> Selected text:
■ ■ ■ ■
Do you believe this is currently a problem? Do you have cause to believe that he would assault someone?

I am sorry to say that it does sound like you simply want to air his dirty laundry.
If I wanted to air his dirty laundry I’ve had plenty of opportunity to do so before now. I’ve said several times that I’ve been giving him the benefit of the doubt, that I wish him well and don’t want to harm his reputation, etc. If you don’t believe me and want to question my motives, that’s fine, but I think that your accusations are in bad faith. After all, if this was my primary motivation, why would I come here and seek advice instead of having already done it by now?

**Edit: My concern is not that he would assault someone directly, but that he is looking to get involved in a relationship with a younger girl through being the teen catechist. I mention the porn because typically porn depicts younger girls, does it not? I’m afraid he may be seeking out this age group to date, and I don’t think this is appropriate.
 
If I wanted to air his dirty laundry I’ve had plenty of opportunity to do so before now. I’ve said several times that I’ve been giving him the benefit of the doubt, that I wish him well and don’t want to harm his reputation, etc. If you don’t believe me and want to question my motives, that’s fine, but I think that your accusations are in bad faith. After all, if this was my primary motivation, why would I come here and seek advice instead of having already done it by now?
No, not always. Many people come here for the okay to do something they have been thinking about. And in fact, some posts have indicated that you should go to the pastor and tell him everything. Which would be quite interesting if the pastor is already aware.

You seem to have some opinions about this young man, that you have made by simply guessing what he may have done. You don’t know what the agreement is between the mother of his child and him. You don’t know if he has signed away his paternal rights. If he is to have no contact with the mother or child. He and his parents may not “have successfully covered up the existence of his daughter.” They may have all agreed, your friend included, that it would be best for everyone to sever contact. Without knowing enough about the situation, you may be pushing something on your friend that she, doesn’t want.
■ ■ ■ ■
> Goals:
a - Answer these questions from the forum exchange:
(i) What position does the edit say he is using to get involved with a younger girl?
(ii) According to some posts, whom should the writer go to and tell everything?
(iii) What has the writer said several times they have been giving him?
b - Reproduce the passage of the forum exchange starting at "No, not always." and ending at "she, doesn’t want.".
c - Summarize the forum exchange in two sentences.

> Supplied material:
■ ■ ■ ■
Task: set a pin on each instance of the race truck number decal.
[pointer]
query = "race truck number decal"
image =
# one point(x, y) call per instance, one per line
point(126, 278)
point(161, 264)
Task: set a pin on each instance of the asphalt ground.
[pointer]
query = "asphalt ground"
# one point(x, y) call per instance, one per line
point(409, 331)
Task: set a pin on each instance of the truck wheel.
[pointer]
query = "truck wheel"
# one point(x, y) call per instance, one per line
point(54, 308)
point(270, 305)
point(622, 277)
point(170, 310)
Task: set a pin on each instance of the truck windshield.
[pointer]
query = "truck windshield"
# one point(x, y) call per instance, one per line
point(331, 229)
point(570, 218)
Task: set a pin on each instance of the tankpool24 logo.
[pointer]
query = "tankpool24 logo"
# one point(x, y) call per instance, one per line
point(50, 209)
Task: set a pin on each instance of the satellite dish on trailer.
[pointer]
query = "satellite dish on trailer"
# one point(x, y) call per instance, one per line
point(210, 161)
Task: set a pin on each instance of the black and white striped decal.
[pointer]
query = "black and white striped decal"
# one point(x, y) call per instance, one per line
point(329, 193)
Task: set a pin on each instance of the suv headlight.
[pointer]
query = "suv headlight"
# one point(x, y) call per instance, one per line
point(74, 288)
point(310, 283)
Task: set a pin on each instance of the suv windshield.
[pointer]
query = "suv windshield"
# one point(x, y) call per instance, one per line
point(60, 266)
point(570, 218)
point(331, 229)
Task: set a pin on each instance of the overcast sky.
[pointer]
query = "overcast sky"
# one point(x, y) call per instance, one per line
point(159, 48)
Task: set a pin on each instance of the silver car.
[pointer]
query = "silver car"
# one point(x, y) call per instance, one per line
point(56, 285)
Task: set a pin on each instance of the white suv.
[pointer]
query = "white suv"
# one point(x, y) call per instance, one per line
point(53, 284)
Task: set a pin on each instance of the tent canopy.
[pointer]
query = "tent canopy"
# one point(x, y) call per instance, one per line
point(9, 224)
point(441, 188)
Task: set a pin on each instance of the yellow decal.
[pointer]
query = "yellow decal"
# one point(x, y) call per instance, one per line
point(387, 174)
■ ■ ■ ■
> Answers provided:
a -
(i) Teen catechist.
(ii) The pastor.
(iii) The benefit of the doubt.

b -
No, not always. Many people come here for the okay to do something they have been thinking about. And in fact, some posts have indicated that you should go to the pastor and tell him everything. Which would be quite interesting if the pastor is already aware.

You seem to have some opinions about this young man, that you have made by simply guessing what he may have done. You don’t know what the agreement is between the mother of his child and him. You don’t know if he has signed away his paternal rights. If he is to have no contact with the mother or child. He and his parents may not “have successfully covered up the existence of his daughter.” They may have all agreed, your friend included, that it would be best for everyone to sever contact. Without knowing enough about the situation, you may be pushing something on your friend that she, doesn’t want.

c - One writer rejects the charge of wanting to air a young man's dirty laundry, saying they have given him the benefit of the doubt. In an edit, the writer explains the concern that he wants a relationship with a younger girl through being the teen catechist, while a reply argues that the writer is guessing about him and may be pushing something on a friend that she doesn't want.